#### Action item
With the pictures excluded, retype the records that follow exactly.
#### Extracted data
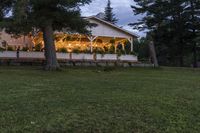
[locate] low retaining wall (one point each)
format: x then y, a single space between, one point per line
68 56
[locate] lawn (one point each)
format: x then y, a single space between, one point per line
97 100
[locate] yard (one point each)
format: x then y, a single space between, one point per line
98 100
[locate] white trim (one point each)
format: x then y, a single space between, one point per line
115 26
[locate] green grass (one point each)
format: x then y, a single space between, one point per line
92 100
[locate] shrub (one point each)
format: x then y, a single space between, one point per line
111 50
10 48
2 49
99 51
76 50
38 47
25 49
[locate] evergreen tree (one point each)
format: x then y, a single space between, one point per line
47 16
173 25
109 15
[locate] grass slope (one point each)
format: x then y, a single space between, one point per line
93 100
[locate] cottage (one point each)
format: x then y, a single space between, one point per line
105 38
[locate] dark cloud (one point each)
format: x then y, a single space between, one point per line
122 9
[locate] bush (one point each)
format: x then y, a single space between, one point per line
111 50
76 50
62 50
2 49
99 51
10 48
86 51
25 49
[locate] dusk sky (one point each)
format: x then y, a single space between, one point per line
121 8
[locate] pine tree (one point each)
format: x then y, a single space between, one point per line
109 15
47 16
173 25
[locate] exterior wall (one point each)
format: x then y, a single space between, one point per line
21 42
66 56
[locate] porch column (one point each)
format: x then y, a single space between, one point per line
91 38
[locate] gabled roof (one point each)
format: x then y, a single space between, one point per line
114 26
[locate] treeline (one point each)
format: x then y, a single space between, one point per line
174 27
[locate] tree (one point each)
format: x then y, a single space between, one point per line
172 25
109 15
47 16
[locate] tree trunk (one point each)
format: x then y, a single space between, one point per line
50 51
195 56
153 54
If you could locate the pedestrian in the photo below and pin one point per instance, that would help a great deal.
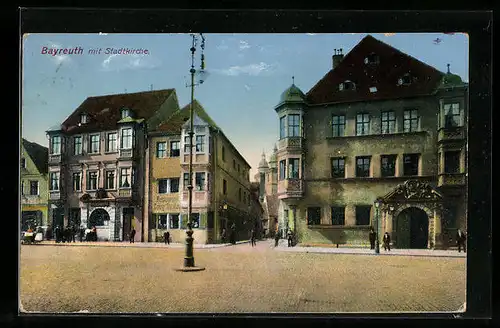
(276, 238)
(132, 235)
(290, 238)
(252, 237)
(223, 236)
(387, 241)
(461, 238)
(372, 236)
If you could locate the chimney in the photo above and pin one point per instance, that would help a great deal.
(337, 57)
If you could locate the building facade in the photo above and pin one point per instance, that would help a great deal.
(34, 185)
(221, 193)
(379, 141)
(97, 162)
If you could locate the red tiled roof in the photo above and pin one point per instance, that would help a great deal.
(104, 111)
(384, 76)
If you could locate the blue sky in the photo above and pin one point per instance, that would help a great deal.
(247, 74)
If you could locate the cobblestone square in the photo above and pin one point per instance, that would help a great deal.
(237, 279)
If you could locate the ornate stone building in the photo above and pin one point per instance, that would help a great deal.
(34, 185)
(379, 141)
(97, 162)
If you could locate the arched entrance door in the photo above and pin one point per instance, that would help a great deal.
(412, 228)
(98, 217)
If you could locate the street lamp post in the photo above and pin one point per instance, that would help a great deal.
(189, 257)
(377, 217)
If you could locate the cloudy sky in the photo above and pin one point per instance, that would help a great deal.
(247, 74)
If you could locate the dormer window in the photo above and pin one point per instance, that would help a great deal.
(405, 79)
(83, 118)
(126, 113)
(347, 85)
(372, 59)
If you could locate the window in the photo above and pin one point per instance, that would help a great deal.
(294, 125)
(111, 142)
(162, 221)
(338, 125)
(347, 85)
(338, 215)
(282, 170)
(77, 181)
(77, 145)
(195, 219)
(362, 124)
(126, 140)
(313, 215)
(125, 177)
(174, 221)
(56, 145)
(186, 182)
(452, 162)
(410, 120)
(338, 167)
(110, 180)
(94, 144)
(372, 59)
(388, 122)
(125, 113)
(452, 116)
(163, 186)
(200, 144)
(410, 164)
(363, 166)
(187, 144)
(54, 181)
(282, 127)
(92, 180)
(200, 180)
(293, 168)
(175, 148)
(161, 149)
(33, 188)
(363, 215)
(388, 165)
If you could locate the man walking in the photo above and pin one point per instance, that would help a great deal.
(461, 238)
(252, 238)
(372, 238)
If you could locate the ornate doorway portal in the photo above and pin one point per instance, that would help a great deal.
(412, 228)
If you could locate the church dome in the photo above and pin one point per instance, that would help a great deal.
(292, 95)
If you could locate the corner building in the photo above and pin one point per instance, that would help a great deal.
(379, 141)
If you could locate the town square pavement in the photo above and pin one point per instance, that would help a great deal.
(141, 277)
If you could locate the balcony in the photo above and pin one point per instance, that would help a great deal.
(447, 134)
(290, 188)
(451, 179)
(290, 143)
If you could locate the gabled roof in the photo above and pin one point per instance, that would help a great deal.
(38, 154)
(176, 121)
(393, 65)
(104, 111)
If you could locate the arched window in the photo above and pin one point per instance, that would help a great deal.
(99, 217)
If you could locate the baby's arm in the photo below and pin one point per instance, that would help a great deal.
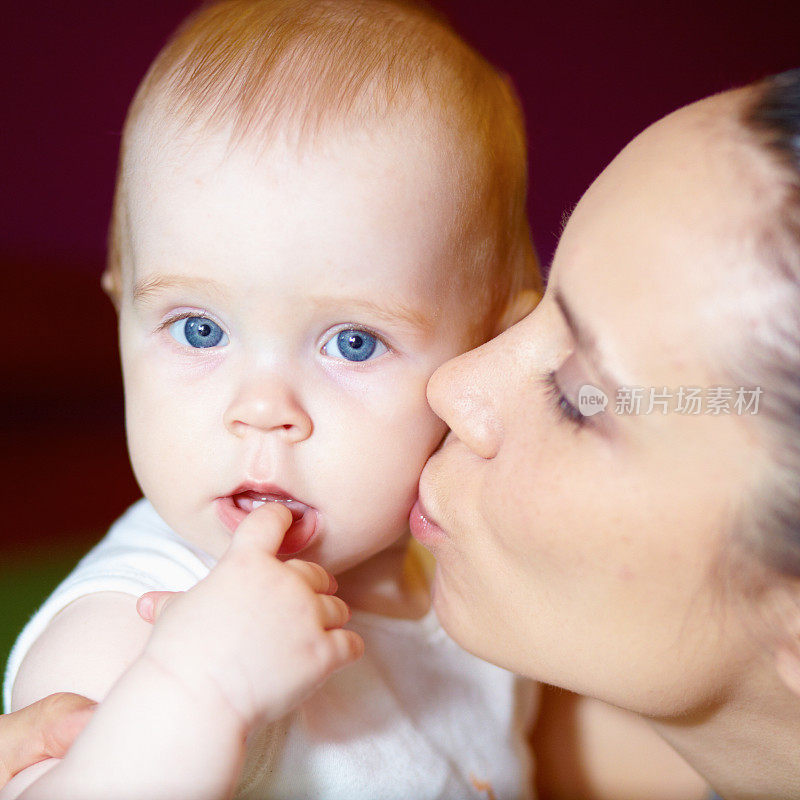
(243, 646)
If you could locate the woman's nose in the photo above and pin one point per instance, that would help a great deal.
(463, 392)
(269, 405)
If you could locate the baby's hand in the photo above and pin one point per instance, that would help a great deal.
(257, 633)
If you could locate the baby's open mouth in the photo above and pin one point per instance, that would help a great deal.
(233, 508)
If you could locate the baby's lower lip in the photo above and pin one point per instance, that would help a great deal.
(232, 509)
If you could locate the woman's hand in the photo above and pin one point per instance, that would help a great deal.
(45, 729)
(257, 633)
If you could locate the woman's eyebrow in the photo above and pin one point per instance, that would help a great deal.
(587, 342)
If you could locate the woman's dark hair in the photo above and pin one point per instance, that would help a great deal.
(771, 358)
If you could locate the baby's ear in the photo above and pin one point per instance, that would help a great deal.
(110, 286)
(519, 306)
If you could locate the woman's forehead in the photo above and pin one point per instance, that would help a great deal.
(654, 256)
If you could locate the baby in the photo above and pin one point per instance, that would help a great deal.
(318, 203)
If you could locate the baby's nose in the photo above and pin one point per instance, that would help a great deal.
(268, 405)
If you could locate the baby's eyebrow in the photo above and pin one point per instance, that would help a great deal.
(147, 288)
(389, 312)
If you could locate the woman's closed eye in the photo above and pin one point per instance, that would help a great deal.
(564, 408)
(354, 344)
(197, 331)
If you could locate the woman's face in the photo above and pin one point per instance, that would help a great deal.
(588, 552)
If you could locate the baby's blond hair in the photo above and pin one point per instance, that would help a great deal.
(303, 68)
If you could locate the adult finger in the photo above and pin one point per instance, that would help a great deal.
(152, 604)
(45, 729)
(334, 612)
(317, 577)
(263, 528)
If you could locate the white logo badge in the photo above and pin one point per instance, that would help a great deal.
(591, 400)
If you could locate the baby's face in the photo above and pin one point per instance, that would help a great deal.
(281, 316)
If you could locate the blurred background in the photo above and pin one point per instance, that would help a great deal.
(591, 74)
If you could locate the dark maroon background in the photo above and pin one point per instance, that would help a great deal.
(590, 74)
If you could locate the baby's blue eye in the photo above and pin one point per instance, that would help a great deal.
(354, 345)
(198, 332)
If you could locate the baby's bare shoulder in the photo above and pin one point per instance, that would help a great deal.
(84, 649)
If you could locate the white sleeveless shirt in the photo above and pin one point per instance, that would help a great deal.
(417, 717)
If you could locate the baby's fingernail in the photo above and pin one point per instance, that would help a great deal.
(145, 606)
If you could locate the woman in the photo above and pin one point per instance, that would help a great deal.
(45, 729)
(646, 555)
(650, 560)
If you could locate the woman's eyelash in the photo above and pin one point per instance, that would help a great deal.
(563, 407)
########
#### Exercise response
[locate] low retaining wall (one point each)
format: x then y, a single space between, one point per line
68 56
[locate] lawn (one point each)
format: x then y, a single space between, one point per line
97 100
[locate] yard (one point each)
format: x then y, a single space between, one point per line
98 100
[locate] white trim (one point each)
format: x then y, a single space between, one point per line
115 26
[locate] green grass (one point each)
format: x then y, a single space between, one point per line
92 100
[locate] shrub (one point each)
format: x then y, a single space between, one point per line
111 50
10 48
2 49
99 51
76 50
38 47
25 49
[locate] evergreen tree (one point each)
format: x then y, a single space between, one point per line
47 16
173 25
109 15
[locate] grass slope (one point each)
format: x then y, a single space between, one point per line
93 100
[locate] cottage (one point each)
format: x then y, a single space between, one point per line
105 38
[locate] dark cloud (one point each)
format: x then y, a single space between, one point per line
122 9
[locate] bush (one point each)
format: x then y, a single space between, one point per line
111 50
76 50
62 50
2 49
99 51
10 48
86 51
25 49
[locate] dusk sky (one point each)
format: x then y, a single space between, one point per line
121 8
[locate] pine tree (one point each)
format: x then y, a single space between, one point per line
109 15
47 16
173 25
[locate] exterior wall (one point each)
format: x then y, a single space between, one point per line
21 42
66 56
[locate] porch column (one point each)
format: x then y, a single space between, one point per line
91 38
[locate] gabled roof (one point each)
format: x then y, a single space between, one point per line
114 26
[locate] treeline (one point each)
format: x then y, a single space between, one point per line
174 27
[locate] tree (one point each)
format: x then y, a single space between, one point per line
172 25
109 15
47 16
[locate] tree trunk (one point each)
format: x then y, a single space between, one point per line
50 51
195 56
153 54
If you could locate the pedestrian in the photo below and pin one point per instance, that would help a great deal.
(276, 238)
(132, 235)
(290, 238)
(252, 237)
(223, 236)
(387, 241)
(461, 238)
(372, 236)
If you could locate the chimney in the photo above and pin one point per instance, that would help a great deal.
(337, 57)
If you could locate the building facade in the photo above and pin one point per instance, that would help a great deal.
(34, 185)
(221, 193)
(379, 141)
(97, 162)
If you could locate the red tiled roof in the photo above and pin one point per instance, that would help a great deal.
(104, 111)
(384, 76)
If you could locate the blue sky in the photo above and pin one point per instance, that would help a great deal.
(247, 74)
If you could locate the cobblestone square in the photo above and pin one point per instance, that would help a great deal.
(237, 279)
If you could locate the ornate stone building in the photo above and pin one point per instance, that would help a great deal.
(34, 185)
(379, 141)
(97, 162)
If you could locate the arched entrance door in the photo above and pin one point per instance, that would help a great deal.
(412, 228)
(98, 217)
If you could locate the street lamp post in the photo above and pin one point per instance, that would help a great deal.
(189, 257)
(377, 217)
If you could locate the cloudy sky in the photo above and pin one point per instance, that would help a great deal.
(247, 74)
If you could locate the dormer window in the photo above and pin one point per instance, that would help a great deal.
(405, 79)
(83, 118)
(126, 113)
(347, 85)
(372, 59)
If you could locate the window in the photo above and pin one point per instance, that would help a great deal.
(294, 125)
(111, 142)
(162, 221)
(338, 125)
(347, 85)
(338, 215)
(282, 170)
(77, 181)
(77, 145)
(195, 219)
(362, 124)
(126, 140)
(313, 215)
(125, 177)
(174, 221)
(56, 145)
(186, 182)
(452, 162)
(410, 120)
(338, 167)
(110, 180)
(94, 144)
(372, 59)
(388, 122)
(125, 113)
(452, 116)
(163, 186)
(200, 144)
(410, 164)
(363, 166)
(187, 144)
(54, 181)
(282, 127)
(92, 180)
(200, 180)
(293, 168)
(175, 148)
(161, 149)
(33, 188)
(363, 215)
(388, 165)
If you could locate the man walking in the photo above and pin one point per instance, that would help a great deal.
(461, 238)
(252, 238)
(372, 238)
If you could locate the ornate doorway portal in the photo above and pin one point per instance, that would help a great deal.
(412, 228)
If you could locate the church dome in the photo above and pin one point per instance, that would help a great deal.
(292, 95)
If you could locate the corner building in the photo above and pin one point per instance, that would help a great deal.
(379, 141)
If you could locate the town square pavement in the photo above and pin one point per instance, that would help a great deal.
(141, 277)
If you could locate the balcony in the photo above and pin one point per instance, that would help a great deal.
(447, 134)
(290, 188)
(451, 179)
(290, 143)
If you could locate the gabled roof in the photo above and pin one point per instance, that would help a great deal.
(38, 154)
(176, 121)
(393, 65)
(104, 111)
If you could locate the arched window in the photo above and pin one point per instance, that would help a great deal.
(99, 217)
If you could locate the baby's arm in the photo below and pin one point per instance, that would help a great deal.
(243, 646)
If you could locate the woman's nose in the photo above and pin one point per instance, that would help a great deal.
(463, 392)
(269, 405)
If you could locate the baby's hand in the photo above and pin one point per instance, that would help a great deal.
(257, 633)
If you could locate the baby's open mouth in the photo above and pin one point per instance, that would help a great deal.
(233, 508)
If you could locate the baby's lower lip in the photo above and pin one point per instance, that would help a great deal.
(232, 509)
If you could locate the woman's hand in the photo above and pin one point per instance, that would help a great deal.
(45, 729)
(257, 633)
If you could locate the woman's eyebrow in the photo above and pin one point per instance, that would help a great deal.
(587, 342)
If you could locate the woman's dark hair in the photo above and pin one point per instance, that would help a great deal.
(771, 358)
If you could locate the baby's ear in the photo above and pin one point per instance, that would help a great deal.
(110, 286)
(519, 306)
If you could locate the woman's forehead in the photo above and pin one point per instance, that would help a great deal.
(654, 256)
If you could locate the baby in the photo above and pin one point per instance, that would help a great deal.
(318, 203)
If you could locate the baby's nose in the photo above and pin one point per instance, that would help a great deal.
(268, 405)
If you could locate the baby's eyebrow in the photo above and pin one point per instance, that would help a great deal.
(147, 288)
(389, 312)
If you could locate the woman's closed eye in the photo above and pin one point per instance, that would help a great deal.
(564, 408)
(354, 344)
(197, 331)
If you could locate the woman's face in the photo above and pin one point per instance, that would help a great deal.
(588, 552)
If you could locate the baby's blond hair in the photo above and pin one point per instance, that would help a great deal.
(303, 68)
If you could locate the adult finger in the photo above and pin one point per instance, that would help a great deal.
(152, 604)
(45, 729)
(334, 612)
(317, 577)
(263, 528)
If you could locate the white logo badge in the photo above and pin one point per instance, that would help a great deal.
(591, 400)
If you could locate the baby's face in the photo above and pin one point per instance, that would help a great deal.
(281, 316)
If you could locate the blurred background in the photo above and pin one point per instance, that would help a great deal.
(591, 74)
If you could locate the dark maroon background in the photo above and pin one point per instance, that would help a great deal.
(590, 74)
If you could locate the baby's blue eye in the photo above and pin one point per instance, that would help a great deal.
(354, 345)
(198, 332)
If you could locate the baby's bare shoulder in the photo above and pin one point per instance, that would help a great deal.
(84, 649)
If you could locate the white sleeveless shirt in the photo above and pin one point per instance, that would help a great deal.
(417, 717)
If you could locate the baby's fingernail in the photo above and pin one point per instance, that would help a great deal.
(145, 606)
If you could locate the woman in the photo above and pin one point per instance, that would help a great deal.
(45, 729)
(646, 555)
(650, 560)
If you could locate the woman's eyelash in the photo above and pin one point per instance, that would help a great deal.
(563, 407)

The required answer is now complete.